The task »
Edit the data below by changing every "mask" to "polygon" and keeping everything else the same. Leave the pictures out of your answer.

Outline data »
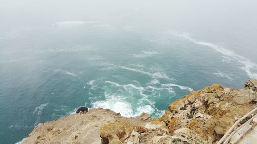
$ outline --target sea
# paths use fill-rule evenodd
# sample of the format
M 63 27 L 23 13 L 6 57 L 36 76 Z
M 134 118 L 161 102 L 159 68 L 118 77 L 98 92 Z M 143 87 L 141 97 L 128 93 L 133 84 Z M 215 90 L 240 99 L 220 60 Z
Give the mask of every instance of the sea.
M 254 1 L 27 1 L 1 11 L 0 143 L 80 107 L 159 117 L 192 90 L 257 79 Z

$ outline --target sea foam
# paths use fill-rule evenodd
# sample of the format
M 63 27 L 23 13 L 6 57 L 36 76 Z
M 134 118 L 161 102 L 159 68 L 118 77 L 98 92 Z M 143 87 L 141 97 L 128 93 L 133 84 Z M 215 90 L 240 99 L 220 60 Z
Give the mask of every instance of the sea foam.
M 257 79 L 257 73 L 252 72 L 253 70 L 257 71 L 257 64 L 241 55 L 236 54 L 233 51 L 224 48 L 214 44 L 202 41 L 197 41 L 189 36 L 188 33 L 184 33 L 182 34 L 174 34 L 189 40 L 193 43 L 201 46 L 206 46 L 212 48 L 216 51 L 221 53 L 225 59 L 223 61 L 235 60 L 242 66 L 240 68 L 244 70 L 250 78 Z

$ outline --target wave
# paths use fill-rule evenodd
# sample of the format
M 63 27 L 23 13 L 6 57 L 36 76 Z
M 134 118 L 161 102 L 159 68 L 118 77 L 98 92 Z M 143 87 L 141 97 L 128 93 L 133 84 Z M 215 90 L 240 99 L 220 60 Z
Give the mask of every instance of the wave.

Response below »
$ outline --target sea
# paths use fill-rule evenodd
# sample of the format
M 63 27 L 23 13 L 6 57 L 36 76 Z
M 134 118 L 161 102 L 159 68 L 118 77 L 98 92 Z M 143 87 L 141 97 L 128 93 L 133 84 Z M 215 90 L 240 99 L 220 60 Z
Give the polygon of every instance of the sea.
M 254 1 L 27 1 L 1 11 L 0 143 L 80 107 L 159 117 L 192 90 L 257 79 Z

$ outline --target sea foam
# paths use fill-rule evenodd
# sample of the format
M 63 27 L 23 13 L 6 57 L 36 76 Z
M 134 118 L 161 102 L 159 68 L 118 77 L 98 92 Z M 143 87 L 141 97 L 128 93 L 133 84 Z M 215 90 L 240 99 L 220 60 Z
Give the polygon of every instance of the sea foam.
M 257 79 L 257 73 L 252 72 L 253 70 L 257 71 L 257 64 L 241 55 L 236 54 L 233 51 L 224 48 L 214 44 L 202 41 L 197 41 L 189 36 L 188 33 L 184 33 L 182 34 L 174 34 L 189 40 L 193 43 L 201 46 L 206 46 L 212 48 L 216 51 L 221 53 L 225 59 L 223 61 L 235 60 L 242 66 L 240 68 L 244 70 L 250 78 Z

$ outline --target wave
# paths use fill-rule evenodd
# sample of the format
M 63 27 L 23 13 L 6 57 L 36 76 Z
M 134 118 L 161 102 L 159 68 L 118 77 L 98 92 Z M 143 87 L 141 97 L 128 93 L 133 84 Z M 215 90 L 240 99 L 220 60 Z
Give the polygon of every instance of the wave.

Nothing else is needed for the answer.